(Beginning of Excerpt)

The most recent concern about canned foods, however, isn't the food; it's the cans and what they're lined with, including Bisphenol A (BPA). Over the past two decades, public attention has focused on BPA, the chemical used to make polycarbonate plastics and epoxy resins. In 2008, the U.S. government's National Toxicology Program concluded there was concern about its effect on our brains, behavior, and prostate glands of fetuses, infants and children. Other studies have linked BPA to cardiovascular disease, obesity, asthma and diabetes.
BPA exposure is widespread; the Centers for Disease Control found BPA in 93 percent of the urine samples of more than 2,500 people aged 6 and older. BPA can leach from containers (including cans) into food and drinks, and so plastics and canning manufacturers have worked to develop replacement materials.
The Can Manufacturers Institute says more than 90 percent of food cans today are lined with new, BPA-free materials, such as polyesters, acrylics and PVC. (That 90 percent figure just refers to food cans — it doesn't include canned drinks or bottle caps.)
"Major food companies have been moving over to polyester and acrylic linings in an attempt to get rid of the BPA in their cans. However, the safety of some of the substitutes being used is still up for debate," Nidhi Ghildayal, Ph.D., an infectious disease specialist at the University of Minnesota School of Public Health, says in an email. For example, PVC is made from vinyl chloride, a known carcinogen.
Sarah Geller, a senior research and database analyst at the Environmental Working Group, agrees. "We don't have a lot of data about how these materials are used because the formulas are protected by trade secrets," she says. "And even though cans with newer linings can help you avoid endocrine disruptors, they may not be good for the environment. Some materials don't degrade."

(End of Excerpt)
(Beginning of Raw data)

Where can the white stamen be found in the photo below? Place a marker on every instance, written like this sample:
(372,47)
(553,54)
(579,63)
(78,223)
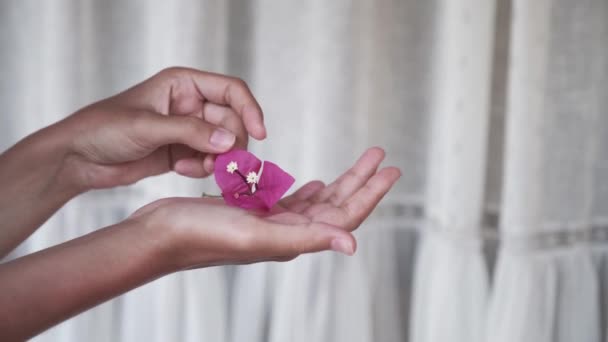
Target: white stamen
(232,166)
(252,177)
(260,173)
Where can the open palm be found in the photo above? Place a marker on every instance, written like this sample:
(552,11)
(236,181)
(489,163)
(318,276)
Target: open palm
(314,218)
(347,201)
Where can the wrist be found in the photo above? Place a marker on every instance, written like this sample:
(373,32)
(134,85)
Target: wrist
(63,179)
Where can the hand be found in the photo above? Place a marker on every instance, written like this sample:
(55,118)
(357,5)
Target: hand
(204,231)
(178,119)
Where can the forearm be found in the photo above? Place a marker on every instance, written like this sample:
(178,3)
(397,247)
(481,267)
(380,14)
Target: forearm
(42,289)
(34,184)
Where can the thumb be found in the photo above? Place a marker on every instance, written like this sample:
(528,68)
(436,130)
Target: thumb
(155,130)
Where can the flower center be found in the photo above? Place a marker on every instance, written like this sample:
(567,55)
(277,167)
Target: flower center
(251,180)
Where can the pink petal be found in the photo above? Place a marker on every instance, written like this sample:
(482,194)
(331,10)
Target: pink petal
(273,184)
(231,183)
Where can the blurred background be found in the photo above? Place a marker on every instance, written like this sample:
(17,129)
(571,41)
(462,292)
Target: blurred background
(495,110)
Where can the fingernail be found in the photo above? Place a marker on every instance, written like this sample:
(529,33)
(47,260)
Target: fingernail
(342,246)
(222,138)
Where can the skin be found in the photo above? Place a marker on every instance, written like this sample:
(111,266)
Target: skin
(165,123)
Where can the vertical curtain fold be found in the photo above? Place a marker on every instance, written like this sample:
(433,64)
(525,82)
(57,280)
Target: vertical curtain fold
(450,251)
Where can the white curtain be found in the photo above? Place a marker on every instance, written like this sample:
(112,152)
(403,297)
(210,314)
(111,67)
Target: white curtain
(496,111)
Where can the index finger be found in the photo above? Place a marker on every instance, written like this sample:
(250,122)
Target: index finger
(233,92)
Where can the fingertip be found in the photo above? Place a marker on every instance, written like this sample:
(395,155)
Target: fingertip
(209,163)
(393,171)
(254,122)
(378,151)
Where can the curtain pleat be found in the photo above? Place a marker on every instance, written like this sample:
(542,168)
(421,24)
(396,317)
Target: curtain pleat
(496,112)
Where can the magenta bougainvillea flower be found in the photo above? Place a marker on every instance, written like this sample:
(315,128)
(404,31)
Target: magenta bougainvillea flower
(249,183)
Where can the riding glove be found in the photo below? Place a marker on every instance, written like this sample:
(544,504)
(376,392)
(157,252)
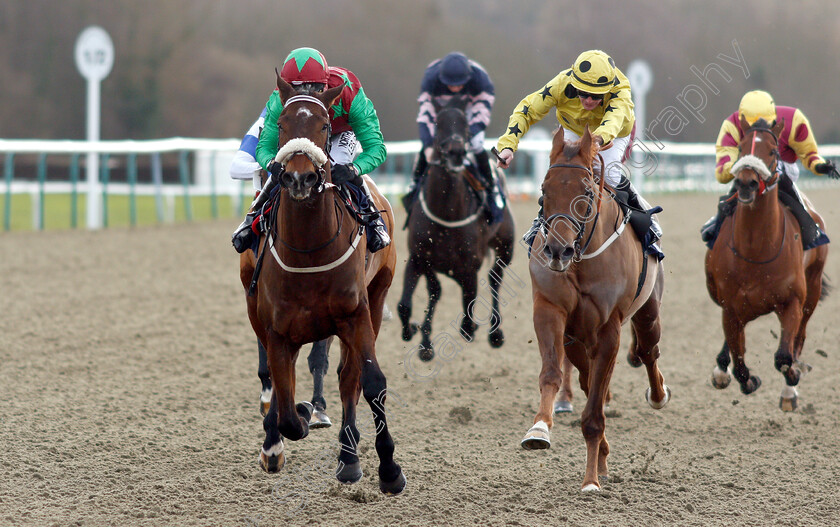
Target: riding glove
(827,168)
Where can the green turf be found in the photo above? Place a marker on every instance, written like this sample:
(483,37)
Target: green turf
(58,211)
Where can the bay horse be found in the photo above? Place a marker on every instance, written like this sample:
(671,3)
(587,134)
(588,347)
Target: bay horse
(758,266)
(319,281)
(589,276)
(448,234)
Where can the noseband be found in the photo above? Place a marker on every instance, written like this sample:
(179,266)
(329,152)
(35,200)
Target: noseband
(766,172)
(302,146)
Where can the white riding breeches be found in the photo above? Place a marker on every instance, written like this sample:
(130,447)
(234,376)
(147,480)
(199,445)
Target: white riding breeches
(790,169)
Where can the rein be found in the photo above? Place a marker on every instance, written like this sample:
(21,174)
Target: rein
(450,224)
(758,262)
(581,227)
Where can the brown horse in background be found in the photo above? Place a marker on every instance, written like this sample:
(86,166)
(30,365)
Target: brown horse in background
(448,234)
(319,281)
(589,276)
(758,266)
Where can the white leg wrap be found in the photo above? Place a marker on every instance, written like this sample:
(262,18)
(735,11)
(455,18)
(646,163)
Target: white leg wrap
(789,392)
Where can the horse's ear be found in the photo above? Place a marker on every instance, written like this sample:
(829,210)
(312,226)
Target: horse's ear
(459,101)
(586,144)
(328,97)
(778,127)
(744,124)
(286,90)
(557,144)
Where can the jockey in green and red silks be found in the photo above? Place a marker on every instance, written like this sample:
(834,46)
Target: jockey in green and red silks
(353,119)
(796,141)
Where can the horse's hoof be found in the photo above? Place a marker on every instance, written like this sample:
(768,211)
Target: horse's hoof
(752,384)
(273,460)
(349,474)
(562,407)
(537,438)
(265,402)
(394,487)
(661,404)
(789,401)
(319,419)
(386,313)
(409,331)
(720,378)
(426,353)
(497,339)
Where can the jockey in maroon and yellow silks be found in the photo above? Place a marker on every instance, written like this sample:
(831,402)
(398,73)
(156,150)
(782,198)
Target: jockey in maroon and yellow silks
(795,142)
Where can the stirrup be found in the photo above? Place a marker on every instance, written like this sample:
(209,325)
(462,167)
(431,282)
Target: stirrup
(378,238)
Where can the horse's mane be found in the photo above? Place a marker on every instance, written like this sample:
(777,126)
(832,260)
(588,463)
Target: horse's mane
(763,125)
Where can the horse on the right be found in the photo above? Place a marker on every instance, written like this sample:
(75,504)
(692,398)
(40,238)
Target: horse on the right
(758,266)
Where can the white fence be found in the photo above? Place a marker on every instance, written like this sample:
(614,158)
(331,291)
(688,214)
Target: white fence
(199,168)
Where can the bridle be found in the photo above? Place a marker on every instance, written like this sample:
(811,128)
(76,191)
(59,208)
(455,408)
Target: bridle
(299,146)
(766,181)
(319,158)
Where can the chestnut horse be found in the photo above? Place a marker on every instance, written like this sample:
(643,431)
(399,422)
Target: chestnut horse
(318,356)
(319,281)
(448,234)
(758,266)
(589,276)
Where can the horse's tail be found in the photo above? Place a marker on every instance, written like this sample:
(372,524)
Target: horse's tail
(826,287)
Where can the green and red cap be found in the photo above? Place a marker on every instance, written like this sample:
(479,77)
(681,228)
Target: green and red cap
(305,65)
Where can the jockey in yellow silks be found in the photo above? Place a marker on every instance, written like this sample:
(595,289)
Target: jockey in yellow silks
(796,141)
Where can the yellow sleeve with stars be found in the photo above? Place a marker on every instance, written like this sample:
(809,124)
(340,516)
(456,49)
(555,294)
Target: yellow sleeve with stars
(802,141)
(726,150)
(531,110)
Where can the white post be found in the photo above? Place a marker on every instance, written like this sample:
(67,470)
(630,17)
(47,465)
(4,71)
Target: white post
(94,58)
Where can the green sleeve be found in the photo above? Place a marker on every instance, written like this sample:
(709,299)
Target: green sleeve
(365,124)
(267,145)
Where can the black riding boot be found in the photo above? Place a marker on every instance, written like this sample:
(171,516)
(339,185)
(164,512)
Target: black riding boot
(812,235)
(726,206)
(377,233)
(413,188)
(495,201)
(244,236)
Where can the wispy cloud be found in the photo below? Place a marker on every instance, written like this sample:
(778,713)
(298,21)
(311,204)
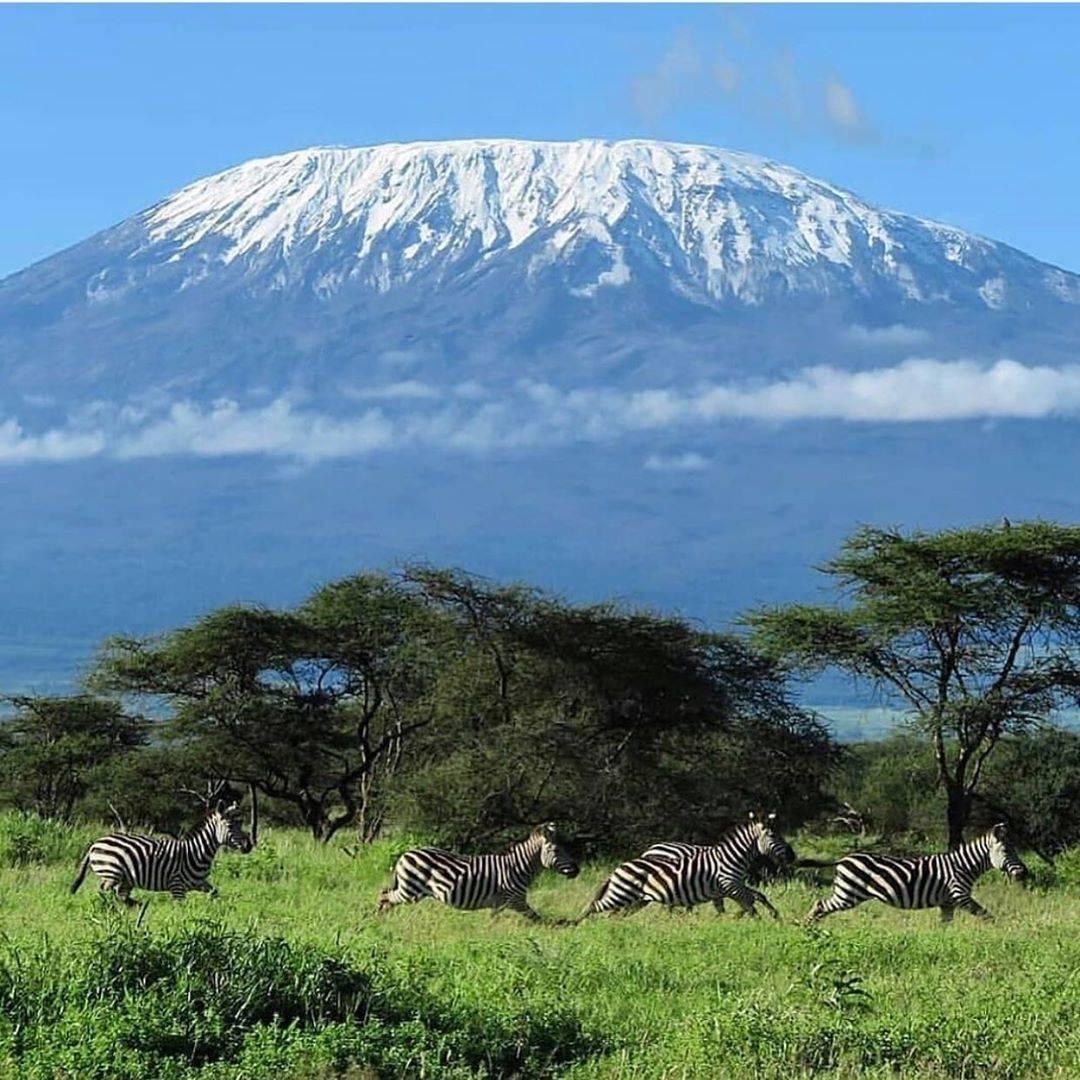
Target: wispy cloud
(896,334)
(773,84)
(690,461)
(472,418)
(844,113)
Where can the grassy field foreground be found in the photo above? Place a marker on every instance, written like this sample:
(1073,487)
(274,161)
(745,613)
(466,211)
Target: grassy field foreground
(291,973)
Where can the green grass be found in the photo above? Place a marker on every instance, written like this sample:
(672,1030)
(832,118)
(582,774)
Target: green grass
(291,973)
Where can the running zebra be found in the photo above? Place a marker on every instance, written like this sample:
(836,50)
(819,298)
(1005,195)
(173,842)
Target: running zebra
(161,864)
(943,881)
(683,875)
(476,881)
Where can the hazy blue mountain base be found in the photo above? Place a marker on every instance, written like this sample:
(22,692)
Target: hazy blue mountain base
(94,548)
(585,365)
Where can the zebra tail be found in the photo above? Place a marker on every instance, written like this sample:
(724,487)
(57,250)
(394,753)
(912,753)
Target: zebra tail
(598,895)
(83,866)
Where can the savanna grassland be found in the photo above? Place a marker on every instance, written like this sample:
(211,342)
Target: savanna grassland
(291,973)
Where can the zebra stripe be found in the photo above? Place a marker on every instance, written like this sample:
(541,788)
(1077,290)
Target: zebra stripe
(683,875)
(476,881)
(943,880)
(124,862)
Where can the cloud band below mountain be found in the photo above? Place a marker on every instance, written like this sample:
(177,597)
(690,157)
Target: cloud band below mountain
(532,415)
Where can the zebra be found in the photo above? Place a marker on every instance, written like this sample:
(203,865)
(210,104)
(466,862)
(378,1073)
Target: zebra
(478,881)
(123,861)
(683,875)
(674,851)
(943,880)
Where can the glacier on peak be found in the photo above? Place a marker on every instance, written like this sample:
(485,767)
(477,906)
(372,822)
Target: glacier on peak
(728,224)
(636,261)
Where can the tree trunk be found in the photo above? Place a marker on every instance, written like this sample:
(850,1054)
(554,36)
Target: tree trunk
(957,811)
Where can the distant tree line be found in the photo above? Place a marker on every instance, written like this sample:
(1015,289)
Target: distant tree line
(433,700)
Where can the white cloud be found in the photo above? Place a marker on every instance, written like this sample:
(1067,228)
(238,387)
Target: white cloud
(844,113)
(18,447)
(690,461)
(766,81)
(407,389)
(529,415)
(898,334)
(277,430)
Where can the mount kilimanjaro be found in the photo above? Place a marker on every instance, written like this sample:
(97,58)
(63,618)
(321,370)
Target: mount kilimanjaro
(634,261)
(577,364)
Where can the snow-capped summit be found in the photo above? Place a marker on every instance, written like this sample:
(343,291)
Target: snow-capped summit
(501,255)
(723,224)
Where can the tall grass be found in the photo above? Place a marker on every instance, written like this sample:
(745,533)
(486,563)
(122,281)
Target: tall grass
(291,973)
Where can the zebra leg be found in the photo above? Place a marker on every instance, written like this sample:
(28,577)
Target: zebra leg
(764,901)
(970,904)
(744,898)
(832,905)
(517,904)
(122,891)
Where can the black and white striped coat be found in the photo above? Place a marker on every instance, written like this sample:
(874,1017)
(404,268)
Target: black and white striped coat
(683,875)
(162,864)
(478,881)
(943,881)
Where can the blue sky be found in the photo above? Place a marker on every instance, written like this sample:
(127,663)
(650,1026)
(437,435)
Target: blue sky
(964,113)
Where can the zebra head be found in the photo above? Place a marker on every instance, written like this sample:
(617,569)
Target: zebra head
(769,841)
(228,828)
(1002,854)
(553,855)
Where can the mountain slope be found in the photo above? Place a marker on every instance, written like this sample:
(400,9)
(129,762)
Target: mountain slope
(498,258)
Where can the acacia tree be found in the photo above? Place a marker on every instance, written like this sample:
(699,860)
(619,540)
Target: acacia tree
(53,748)
(973,631)
(634,725)
(311,706)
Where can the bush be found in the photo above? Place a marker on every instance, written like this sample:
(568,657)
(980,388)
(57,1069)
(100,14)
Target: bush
(29,840)
(207,1001)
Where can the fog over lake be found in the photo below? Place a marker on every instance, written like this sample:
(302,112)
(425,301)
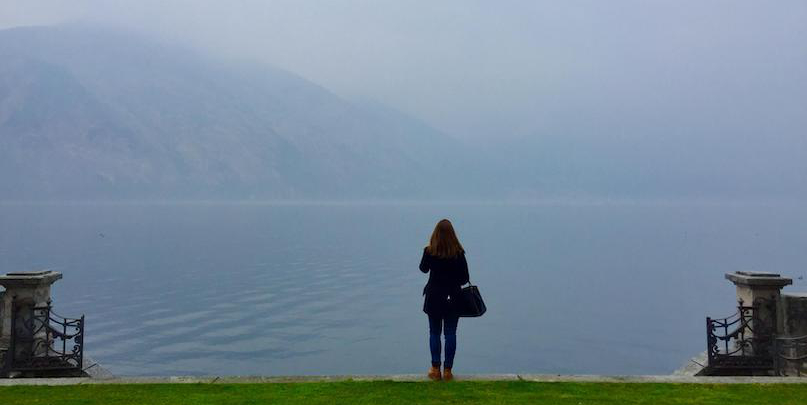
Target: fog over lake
(175,289)
(246,188)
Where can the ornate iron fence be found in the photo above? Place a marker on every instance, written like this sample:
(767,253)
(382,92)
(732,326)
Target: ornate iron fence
(743,340)
(42,341)
(790,356)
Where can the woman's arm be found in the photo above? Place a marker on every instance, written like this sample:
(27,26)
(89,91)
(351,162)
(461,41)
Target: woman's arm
(424,262)
(464,277)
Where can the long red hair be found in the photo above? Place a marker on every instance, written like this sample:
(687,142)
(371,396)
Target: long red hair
(444,242)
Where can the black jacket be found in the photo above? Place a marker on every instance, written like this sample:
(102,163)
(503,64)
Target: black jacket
(446,277)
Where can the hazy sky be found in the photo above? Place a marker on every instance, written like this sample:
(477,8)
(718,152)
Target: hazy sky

(End of Raw data)

● Problems to work on
1 > Write out the section of the article on can linings from "The Can Manufacturers" up to and including "or bottle caps.)".
2 > In the article on can linings, which health conditions do other studies link to BPA?
3 > According to the article on can linings, in what percentage of urine samples did the Centers for Disease Control find BPA?

● Responses by task
1 >
The Can Manufacturers Institute says more than 90 percent of food cans today are lined with new, BPA-free materials, such as polyesters, acrylics and PVC. (That 90 percent figure just refers to food cans — it doesn't include canned drinks or bottle caps.)

2 > Cardiovascular disease, obesity, asthma, and diabetes

3 > 93 percent